Go through the records and give each one again exactly.
↓
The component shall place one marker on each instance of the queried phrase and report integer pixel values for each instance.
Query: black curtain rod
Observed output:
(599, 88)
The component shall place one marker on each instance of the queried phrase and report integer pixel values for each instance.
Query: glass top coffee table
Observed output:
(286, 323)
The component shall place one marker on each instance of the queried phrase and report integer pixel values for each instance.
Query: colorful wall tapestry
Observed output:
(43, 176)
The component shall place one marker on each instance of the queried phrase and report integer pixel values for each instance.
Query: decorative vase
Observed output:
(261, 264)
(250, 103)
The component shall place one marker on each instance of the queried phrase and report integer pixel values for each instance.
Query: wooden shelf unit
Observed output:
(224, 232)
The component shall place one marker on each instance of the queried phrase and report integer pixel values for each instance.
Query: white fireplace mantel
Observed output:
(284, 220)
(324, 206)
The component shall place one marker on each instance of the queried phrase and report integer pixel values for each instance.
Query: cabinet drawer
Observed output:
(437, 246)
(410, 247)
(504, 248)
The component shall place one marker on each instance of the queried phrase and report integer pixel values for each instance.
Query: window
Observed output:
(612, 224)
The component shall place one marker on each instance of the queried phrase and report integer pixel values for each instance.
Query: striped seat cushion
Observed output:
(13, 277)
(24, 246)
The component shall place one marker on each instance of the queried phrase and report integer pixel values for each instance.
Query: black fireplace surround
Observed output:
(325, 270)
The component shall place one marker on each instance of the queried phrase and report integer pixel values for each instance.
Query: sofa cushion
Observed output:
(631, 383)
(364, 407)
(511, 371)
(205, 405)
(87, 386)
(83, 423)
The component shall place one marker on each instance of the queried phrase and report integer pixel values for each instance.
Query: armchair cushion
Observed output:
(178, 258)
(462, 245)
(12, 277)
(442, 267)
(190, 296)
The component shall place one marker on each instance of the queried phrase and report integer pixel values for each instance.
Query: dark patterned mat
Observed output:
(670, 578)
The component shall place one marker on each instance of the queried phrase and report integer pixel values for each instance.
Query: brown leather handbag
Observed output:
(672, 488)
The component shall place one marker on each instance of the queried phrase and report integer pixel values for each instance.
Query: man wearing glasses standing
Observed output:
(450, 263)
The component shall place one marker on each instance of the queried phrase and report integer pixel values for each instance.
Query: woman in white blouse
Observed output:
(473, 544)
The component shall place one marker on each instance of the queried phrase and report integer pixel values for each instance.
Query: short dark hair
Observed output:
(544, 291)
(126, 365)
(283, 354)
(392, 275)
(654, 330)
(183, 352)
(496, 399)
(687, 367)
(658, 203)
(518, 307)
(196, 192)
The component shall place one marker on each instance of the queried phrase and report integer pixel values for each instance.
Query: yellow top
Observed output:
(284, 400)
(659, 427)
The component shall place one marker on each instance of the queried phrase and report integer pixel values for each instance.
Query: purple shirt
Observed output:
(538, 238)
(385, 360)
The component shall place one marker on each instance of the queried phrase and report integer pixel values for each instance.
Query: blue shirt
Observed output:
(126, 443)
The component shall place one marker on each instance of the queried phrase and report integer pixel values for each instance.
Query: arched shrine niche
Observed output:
↑
**Response to the exercise**
The component shall place one marker on each instance of the queried phrase and report integer pixel values for each instance.
Query: black curtain rod
Observed output:
(599, 88)
The component shall place one marker on each instance of the queried phrase and report integer pixel values for each instance.
Query: glass top coffee table
Observed output:
(286, 323)
The component shall place one marker on each instance of the queried phrase and report integer pixel values for each instance.
Query: colorful wall tapestry
Observed output:
(43, 176)
The component shall place one marker on each instance of the queried phrase and report integer pixel values for each instance.
Query: decorative vase
Observed output:
(261, 264)
(250, 103)
The component shall place one marker on each instance of the queried phrase and report integer pixel values for each instance.
Query: wooden shelf unit
Observed output:
(224, 232)
The component shall place one marker on each instance of the queried phrase and report integer pixel values for each instance.
Query: white fireplace mantel
Observed output:
(284, 220)
(324, 206)
The component shall place one marker on each instance of the queried phrase and report integer pixel values for each instance.
Query: cabinet drawer
Observed output:
(437, 246)
(410, 247)
(504, 248)
The component shall place one marker on each instance of the queried phrase and report integer pixel values for each instance.
Query: window
Observed output:
(612, 224)
The component shall place one marker on each instance of the queried phrase and report integer pixel values for each instance.
Query: striped seat cushion
Observed output:
(13, 277)
(24, 246)
The component shall place one marker on each instance of the queried phrase and report integer pixel values for each instance.
Query: black fireplace surround
Observed output:
(325, 270)
The component shall place one marker on each instance of the queried phrase and report integer pixel values for each instance.
Query: sofa cushion
Observed output:
(631, 383)
(364, 407)
(511, 371)
(205, 405)
(87, 386)
(83, 423)
The component shall place one marker on each instance of the queried phrase and report integer pixel values for each instance.
Query: armchair cushion
Observed output:
(178, 258)
(462, 245)
(12, 277)
(442, 267)
(190, 296)
The component shall place one marker on each instance of the queried phrase and report integer pixel values for each instance.
Query: dark patterned mat
Observed output:
(670, 578)
The component shall place one marker on each instance of the queried phrase and report integer pixel values for each instance.
Query: brown leather handbag
Observed output:
(672, 488)
The component shall place one marker on each instance of the queried phrase and report integer pixel values for each instance.
Query: man wearing glasses standing
Observed output:
(450, 263)
The component shall place one marker on each instance of the queried phrase and report integer pixel values for each instance.
Query: woman in white blouse
Observed output:
(473, 544)
The component shall place one marker on each instance of the queried phrase and report integer pixel values for each instance.
Query: short dark hair
Observed output:
(544, 291)
(126, 365)
(283, 354)
(392, 275)
(654, 330)
(183, 352)
(496, 399)
(687, 367)
(658, 203)
(518, 307)
(196, 192)
The component shall place one marker on each instance of the queried phrase and report integer pixel values for each instance.
Query: yellow top
Observed output:
(284, 400)
(659, 427)
The component shall place one marker on each instance of the queried phrase and report integer pixel values for each instance.
Query: purple shirt
Observed output:
(538, 238)
(385, 360)
The component shall place one marker on each instance of the queried phrase and report integer pixel values for each instance.
Query: blue shirt
Observed output:
(126, 443)
The component shall place one marker on each instance of the queried phrase and report integer pixel values for each instance.
Query: arched shrine niche
Observed output:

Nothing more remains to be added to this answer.